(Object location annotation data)
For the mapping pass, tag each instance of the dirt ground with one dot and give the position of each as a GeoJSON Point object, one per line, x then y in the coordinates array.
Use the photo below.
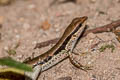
{"type": "Point", "coordinates": [28, 22]}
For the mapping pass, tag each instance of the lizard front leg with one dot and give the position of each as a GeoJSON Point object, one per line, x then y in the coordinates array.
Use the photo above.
{"type": "Point", "coordinates": [78, 64]}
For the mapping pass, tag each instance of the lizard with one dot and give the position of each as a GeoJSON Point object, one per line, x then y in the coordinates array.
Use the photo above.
{"type": "Point", "coordinates": [64, 47]}
{"type": "Point", "coordinates": [67, 38]}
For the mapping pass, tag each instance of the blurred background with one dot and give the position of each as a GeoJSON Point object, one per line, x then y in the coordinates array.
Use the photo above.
{"type": "Point", "coordinates": [23, 23]}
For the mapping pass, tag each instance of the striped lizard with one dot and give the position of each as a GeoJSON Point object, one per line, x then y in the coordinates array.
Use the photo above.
{"type": "Point", "coordinates": [63, 48]}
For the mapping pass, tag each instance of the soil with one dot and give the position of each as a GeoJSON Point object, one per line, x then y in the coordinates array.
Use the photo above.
{"type": "Point", "coordinates": [24, 23]}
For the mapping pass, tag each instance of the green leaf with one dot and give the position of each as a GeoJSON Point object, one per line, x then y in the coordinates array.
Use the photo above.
{"type": "Point", "coordinates": [15, 64]}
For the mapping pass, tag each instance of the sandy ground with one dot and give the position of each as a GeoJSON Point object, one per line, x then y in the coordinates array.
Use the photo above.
{"type": "Point", "coordinates": [27, 22]}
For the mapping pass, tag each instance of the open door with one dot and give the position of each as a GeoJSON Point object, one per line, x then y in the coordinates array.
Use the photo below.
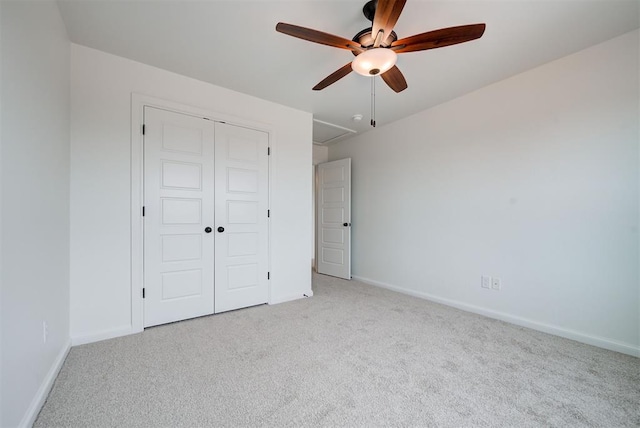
{"type": "Point", "coordinates": [334, 218]}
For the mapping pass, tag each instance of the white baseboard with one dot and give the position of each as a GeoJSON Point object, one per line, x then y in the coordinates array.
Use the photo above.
{"type": "Point", "coordinates": [104, 335]}
{"type": "Point", "coordinates": [282, 299]}
{"type": "Point", "coordinates": [43, 392]}
{"type": "Point", "coordinates": [600, 342]}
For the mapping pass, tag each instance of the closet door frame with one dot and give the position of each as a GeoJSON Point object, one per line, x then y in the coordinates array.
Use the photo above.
{"type": "Point", "coordinates": [138, 102]}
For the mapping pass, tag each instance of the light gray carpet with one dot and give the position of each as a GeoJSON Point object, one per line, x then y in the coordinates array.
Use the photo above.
{"type": "Point", "coordinates": [352, 355]}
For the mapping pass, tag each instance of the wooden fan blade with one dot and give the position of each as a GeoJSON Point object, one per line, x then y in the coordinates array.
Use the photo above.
{"type": "Point", "coordinates": [394, 78]}
{"type": "Point", "coordinates": [439, 38]}
{"type": "Point", "coordinates": [387, 14]}
{"type": "Point", "coordinates": [318, 37]}
{"type": "Point", "coordinates": [334, 77]}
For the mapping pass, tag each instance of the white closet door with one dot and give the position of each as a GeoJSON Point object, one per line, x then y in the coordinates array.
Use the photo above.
{"type": "Point", "coordinates": [334, 218]}
{"type": "Point", "coordinates": [179, 207]}
{"type": "Point", "coordinates": [241, 204]}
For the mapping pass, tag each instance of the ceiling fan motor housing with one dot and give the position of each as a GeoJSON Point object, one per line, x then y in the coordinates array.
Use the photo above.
{"type": "Point", "coordinates": [365, 39]}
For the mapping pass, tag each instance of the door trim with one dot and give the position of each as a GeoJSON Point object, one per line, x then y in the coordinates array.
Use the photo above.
{"type": "Point", "coordinates": [138, 102]}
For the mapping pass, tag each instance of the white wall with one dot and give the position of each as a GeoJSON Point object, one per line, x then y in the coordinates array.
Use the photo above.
{"type": "Point", "coordinates": [102, 85]}
{"type": "Point", "coordinates": [533, 180]}
{"type": "Point", "coordinates": [320, 155]}
{"type": "Point", "coordinates": [35, 204]}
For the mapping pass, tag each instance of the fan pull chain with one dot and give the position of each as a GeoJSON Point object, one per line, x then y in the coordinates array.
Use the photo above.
{"type": "Point", "coordinates": [373, 101]}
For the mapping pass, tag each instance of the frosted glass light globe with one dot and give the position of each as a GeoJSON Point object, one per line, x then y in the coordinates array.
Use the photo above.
{"type": "Point", "coordinates": [374, 61]}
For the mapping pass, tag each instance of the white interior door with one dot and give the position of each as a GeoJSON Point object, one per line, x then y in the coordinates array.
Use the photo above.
{"type": "Point", "coordinates": [334, 218]}
{"type": "Point", "coordinates": [241, 204]}
{"type": "Point", "coordinates": [179, 205]}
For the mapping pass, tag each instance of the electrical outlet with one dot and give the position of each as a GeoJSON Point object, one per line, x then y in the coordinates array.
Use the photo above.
{"type": "Point", "coordinates": [486, 282]}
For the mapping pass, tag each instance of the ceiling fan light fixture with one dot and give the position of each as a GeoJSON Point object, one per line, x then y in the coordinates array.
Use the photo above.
{"type": "Point", "coordinates": [374, 61]}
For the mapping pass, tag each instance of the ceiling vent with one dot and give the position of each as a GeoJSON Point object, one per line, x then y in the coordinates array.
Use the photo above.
{"type": "Point", "coordinates": [325, 133]}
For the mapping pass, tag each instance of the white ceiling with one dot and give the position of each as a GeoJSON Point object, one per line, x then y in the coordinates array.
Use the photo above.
{"type": "Point", "coordinates": [234, 44]}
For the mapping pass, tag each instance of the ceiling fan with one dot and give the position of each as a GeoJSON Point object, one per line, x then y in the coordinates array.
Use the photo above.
{"type": "Point", "coordinates": [376, 47]}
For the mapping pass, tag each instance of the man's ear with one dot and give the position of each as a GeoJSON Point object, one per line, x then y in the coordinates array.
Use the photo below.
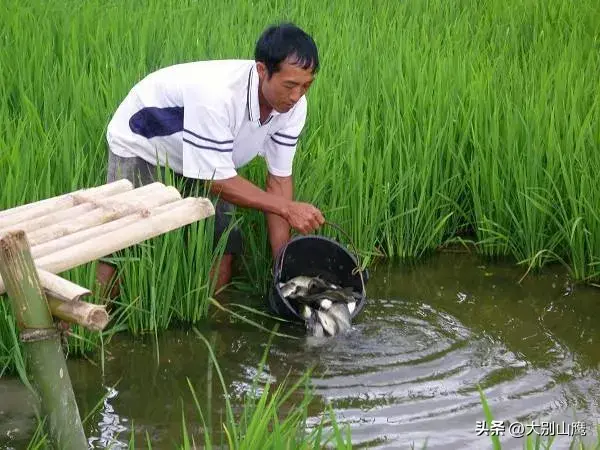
{"type": "Point", "coordinates": [262, 70]}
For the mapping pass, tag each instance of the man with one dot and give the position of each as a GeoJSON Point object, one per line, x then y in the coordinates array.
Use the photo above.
{"type": "Point", "coordinates": [206, 119]}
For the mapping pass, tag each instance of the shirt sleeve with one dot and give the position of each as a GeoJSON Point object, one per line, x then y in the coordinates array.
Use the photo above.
{"type": "Point", "coordinates": [207, 140]}
{"type": "Point", "coordinates": [280, 146]}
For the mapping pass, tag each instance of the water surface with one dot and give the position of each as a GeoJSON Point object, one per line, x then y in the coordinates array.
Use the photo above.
{"type": "Point", "coordinates": [406, 374]}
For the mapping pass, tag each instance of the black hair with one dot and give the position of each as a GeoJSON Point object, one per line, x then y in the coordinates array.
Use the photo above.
{"type": "Point", "coordinates": [279, 42]}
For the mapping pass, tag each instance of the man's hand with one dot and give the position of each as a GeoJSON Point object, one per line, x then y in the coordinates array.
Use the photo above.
{"type": "Point", "coordinates": [303, 217]}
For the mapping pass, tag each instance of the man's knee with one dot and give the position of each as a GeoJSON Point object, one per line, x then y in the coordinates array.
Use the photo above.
{"type": "Point", "coordinates": [224, 218]}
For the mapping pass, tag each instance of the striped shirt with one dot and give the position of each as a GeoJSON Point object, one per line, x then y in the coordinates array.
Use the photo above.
{"type": "Point", "coordinates": [203, 120]}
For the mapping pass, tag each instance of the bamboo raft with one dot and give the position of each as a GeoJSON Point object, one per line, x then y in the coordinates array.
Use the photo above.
{"type": "Point", "coordinates": [73, 229]}
{"type": "Point", "coordinates": [42, 239]}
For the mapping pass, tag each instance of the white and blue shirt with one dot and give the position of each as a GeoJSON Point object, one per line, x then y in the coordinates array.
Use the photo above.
{"type": "Point", "coordinates": [203, 120]}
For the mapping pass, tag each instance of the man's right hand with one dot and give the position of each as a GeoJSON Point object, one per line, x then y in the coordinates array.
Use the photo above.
{"type": "Point", "coordinates": [303, 217]}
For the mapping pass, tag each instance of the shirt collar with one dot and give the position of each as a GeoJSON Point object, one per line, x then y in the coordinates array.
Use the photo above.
{"type": "Point", "coordinates": [253, 107]}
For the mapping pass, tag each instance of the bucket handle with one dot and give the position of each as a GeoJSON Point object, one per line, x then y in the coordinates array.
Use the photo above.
{"type": "Point", "coordinates": [347, 236]}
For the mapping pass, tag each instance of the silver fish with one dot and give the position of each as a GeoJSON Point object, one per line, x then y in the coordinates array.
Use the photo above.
{"type": "Point", "coordinates": [340, 314]}
{"type": "Point", "coordinates": [329, 325]}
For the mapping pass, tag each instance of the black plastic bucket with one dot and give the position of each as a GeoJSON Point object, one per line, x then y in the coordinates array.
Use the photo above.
{"type": "Point", "coordinates": [311, 256]}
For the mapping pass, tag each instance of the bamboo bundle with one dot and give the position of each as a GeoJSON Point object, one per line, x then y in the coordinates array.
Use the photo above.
{"type": "Point", "coordinates": [27, 212]}
{"type": "Point", "coordinates": [179, 213]}
{"type": "Point", "coordinates": [85, 205]}
{"type": "Point", "coordinates": [93, 317]}
{"type": "Point", "coordinates": [106, 213]}
{"type": "Point", "coordinates": [182, 212]}
{"type": "Point", "coordinates": [41, 343]}
{"type": "Point", "coordinates": [60, 288]}
{"type": "Point", "coordinates": [71, 238]}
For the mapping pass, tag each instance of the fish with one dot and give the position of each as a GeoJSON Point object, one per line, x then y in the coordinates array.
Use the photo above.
{"type": "Point", "coordinates": [340, 313]}
{"type": "Point", "coordinates": [329, 325]}
{"type": "Point", "coordinates": [325, 307]}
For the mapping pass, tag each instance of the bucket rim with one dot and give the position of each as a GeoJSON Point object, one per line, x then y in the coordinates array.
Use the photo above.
{"type": "Point", "coordinates": [279, 267]}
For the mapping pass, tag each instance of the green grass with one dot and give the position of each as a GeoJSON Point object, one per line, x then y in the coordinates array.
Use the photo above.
{"type": "Point", "coordinates": [429, 119]}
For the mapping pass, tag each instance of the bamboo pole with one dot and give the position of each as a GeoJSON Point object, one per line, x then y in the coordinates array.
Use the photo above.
{"type": "Point", "coordinates": [116, 186]}
{"type": "Point", "coordinates": [93, 317]}
{"type": "Point", "coordinates": [41, 341]}
{"type": "Point", "coordinates": [27, 212]}
{"type": "Point", "coordinates": [85, 205]}
{"type": "Point", "coordinates": [182, 213]}
{"type": "Point", "coordinates": [60, 288]}
{"type": "Point", "coordinates": [105, 214]}
{"type": "Point", "coordinates": [179, 213]}
{"type": "Point", "coordinates": [70, 239]}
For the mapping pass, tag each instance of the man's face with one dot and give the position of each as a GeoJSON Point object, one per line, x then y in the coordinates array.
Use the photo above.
{"type": "Point", "coordinates": [285, 87]}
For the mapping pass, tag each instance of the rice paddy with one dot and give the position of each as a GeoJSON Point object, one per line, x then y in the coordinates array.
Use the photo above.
{"type": "Point", "coordinates": [430, 124]}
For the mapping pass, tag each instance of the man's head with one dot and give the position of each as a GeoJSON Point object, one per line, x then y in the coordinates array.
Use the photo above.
{"type": "Point", "coordinates": [287, 61]}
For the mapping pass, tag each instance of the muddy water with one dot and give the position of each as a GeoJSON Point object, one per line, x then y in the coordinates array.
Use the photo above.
{"type": "Point", "coordinates": [406, 374]}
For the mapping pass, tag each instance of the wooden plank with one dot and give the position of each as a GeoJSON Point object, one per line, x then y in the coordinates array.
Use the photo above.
{"type": "Point", "coordinates": [30, 211]}
{"type": "Point", "coordinates": [181, 213]}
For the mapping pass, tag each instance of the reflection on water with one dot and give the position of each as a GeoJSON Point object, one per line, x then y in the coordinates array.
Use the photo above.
{"type": "Point", "coordinates": [110, 425]}
{"type": "Point", "coordinates": [407, 373]}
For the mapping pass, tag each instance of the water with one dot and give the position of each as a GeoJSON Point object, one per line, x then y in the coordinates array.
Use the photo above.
{"type": "Point", "coordinates": [406, 374]}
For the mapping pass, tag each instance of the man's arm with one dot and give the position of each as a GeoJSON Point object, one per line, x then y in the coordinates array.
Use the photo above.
{"type": "Point", "coordinates": [279, 228]}
{"type": "Point", "coordinates": [303, 217]}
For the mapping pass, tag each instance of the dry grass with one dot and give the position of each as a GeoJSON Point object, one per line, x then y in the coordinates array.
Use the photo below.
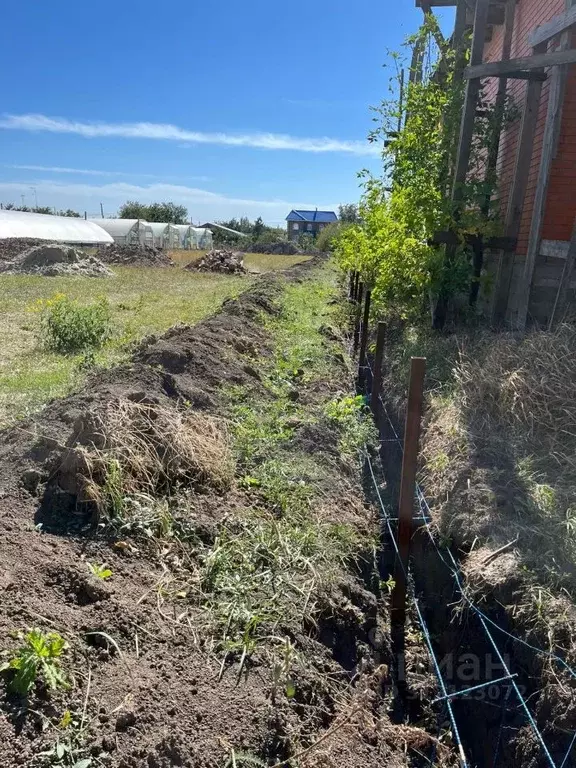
{"type": "Point", "coordinates": [143, 448]}
{"type": "Point", "coordinates": [499, 466]}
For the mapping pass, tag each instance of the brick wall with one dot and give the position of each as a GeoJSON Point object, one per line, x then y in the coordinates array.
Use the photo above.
{"type": "Point", "coordinates": [561, 200]}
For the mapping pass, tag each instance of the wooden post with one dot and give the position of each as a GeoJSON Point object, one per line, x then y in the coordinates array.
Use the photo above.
{"type": "Point", "coordinates": [408, 487]}
{"type": "Point", "coordinates": [364, 342]}
{"type": "Point", "coordinates": [377, 375]}
{"type": "Point", "coordinates": [517, 194]}
{"type": "Point", "coordinates": [464, 145]}
{"type": "Point", "coordinates": [557, 86]}
{"type": "Point", "coordinates": [352, 285]}
{"type": "Point", "coordinates": [357, 318]}
{"type": "Point", "coordinates": [492, 159]}
{"type": "Point", "coordinates": [564, 287]}
{"type": "Point", "coordinates": [356, 286]}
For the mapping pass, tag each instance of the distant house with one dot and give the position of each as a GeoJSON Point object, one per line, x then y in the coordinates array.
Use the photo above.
{"type": "Point", "coordinates": [311, 222]}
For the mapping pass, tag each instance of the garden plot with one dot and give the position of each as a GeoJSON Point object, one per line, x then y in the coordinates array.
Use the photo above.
{"type": "Point", "coordinates": [187, 542]}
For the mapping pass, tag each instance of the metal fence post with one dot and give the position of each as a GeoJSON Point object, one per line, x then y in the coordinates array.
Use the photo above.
{"type": "Point", "coordinates": [377, 372]}
{"type": "Point", "coordinates": [408, 487]}
{"type": "Point", "coordinates": [364, 341]}
{"type": "Point", "coordinates": [358, 313]}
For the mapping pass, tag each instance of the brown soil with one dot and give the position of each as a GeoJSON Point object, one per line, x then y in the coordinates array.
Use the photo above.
{"type": "Point", "coordinates": [152, 697]}
{"type": "Point", "coordinates": [55, 260]}
{"type": "Point", "coordinates": [134, 255]}
{"type": "Point", "coordinates": [219, 260]}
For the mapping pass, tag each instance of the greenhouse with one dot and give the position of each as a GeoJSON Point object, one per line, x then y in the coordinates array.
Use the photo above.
{"type": "Point", "coordinates": [187, 238]}
{"type": "Point", "coordinates": [127, 231]}
{"type": "Point", "coordinates": [43, 226]}
{"type": "Point", "coordinates": [165, 235]}
{"type": "Point", "coordinates": [203, 238]}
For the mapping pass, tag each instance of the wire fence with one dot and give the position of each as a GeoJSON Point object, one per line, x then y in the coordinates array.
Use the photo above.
{"type": "Point", "coordinates": [487, 625]}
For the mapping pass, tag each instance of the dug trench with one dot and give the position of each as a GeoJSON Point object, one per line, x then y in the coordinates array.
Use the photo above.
{"type": "Point", "coordinates": [189, 532]}
{"type": "Point", "coordinates": [492, 723]}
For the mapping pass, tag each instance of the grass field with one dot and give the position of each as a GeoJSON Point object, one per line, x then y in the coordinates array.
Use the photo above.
{"type": "Point", "coordinates": [143, 301]}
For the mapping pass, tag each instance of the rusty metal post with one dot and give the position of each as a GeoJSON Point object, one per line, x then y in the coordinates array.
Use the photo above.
{"type": "Point", "coordinates": [408, 487]}
{"type": "Point", "coordinates": [377, 372]}
{"type": "Point", "coordinates": [363, 342]}
{"type": "Point", "coordinates": [358, 314]}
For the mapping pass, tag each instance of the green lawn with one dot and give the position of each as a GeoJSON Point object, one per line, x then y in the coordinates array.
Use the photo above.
{"type": "Point", "coordinates": [143, 301]}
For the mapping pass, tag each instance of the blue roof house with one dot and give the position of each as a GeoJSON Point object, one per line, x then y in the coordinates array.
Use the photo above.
{"type": "Point", "coordinates": [308, 222]}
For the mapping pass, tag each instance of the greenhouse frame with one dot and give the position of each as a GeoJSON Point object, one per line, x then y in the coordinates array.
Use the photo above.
{"type": "Point", "coordinates": [127, 231]}
{"type": "Point", "coordinates": [165, 235]}
{"type": "Point", "coordinates": [43, 226]}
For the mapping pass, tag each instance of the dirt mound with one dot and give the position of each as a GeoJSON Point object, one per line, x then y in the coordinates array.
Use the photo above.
{"type": "Point", "coordinates": [229, 262]}
{"type": "Point", "coordinates": [54, 260]}
{"type": "Point", "coordinates": [11, 247]}
{"type": "Point", "coordinates": [283, 248]}
{"type": "Point", "coordinates": [137, 255]}
{"type": "Point", "coordinates": [153, 689]}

== THE EXERCISE ==
Please copy out the lines from the one containing "For the mapping pass, tag each instance of the dirt mound" through the end of the items, changing "dirt mound" to "earth mound" and leaving everything else as it is.

== EXERCISE RESULT ==
For the mapping pass, tag each instance of the earth mound with one dot and give the position of each as a GeoJSON Point object, one per line, x then y in the coordinates array.
Use the photo above.
{"type": "Point", "coordinates": [229, 262]}
{"type": "Point", "coordinates": [54, 260]}
{"type": "Point", "coordinates": [11, 247]}
{"type": "Point", "coordinates": [283, 248]}
{"type": "Point", "coordinates": [137, 255]}
{"type": "Point", "coordinates": [153, 689]}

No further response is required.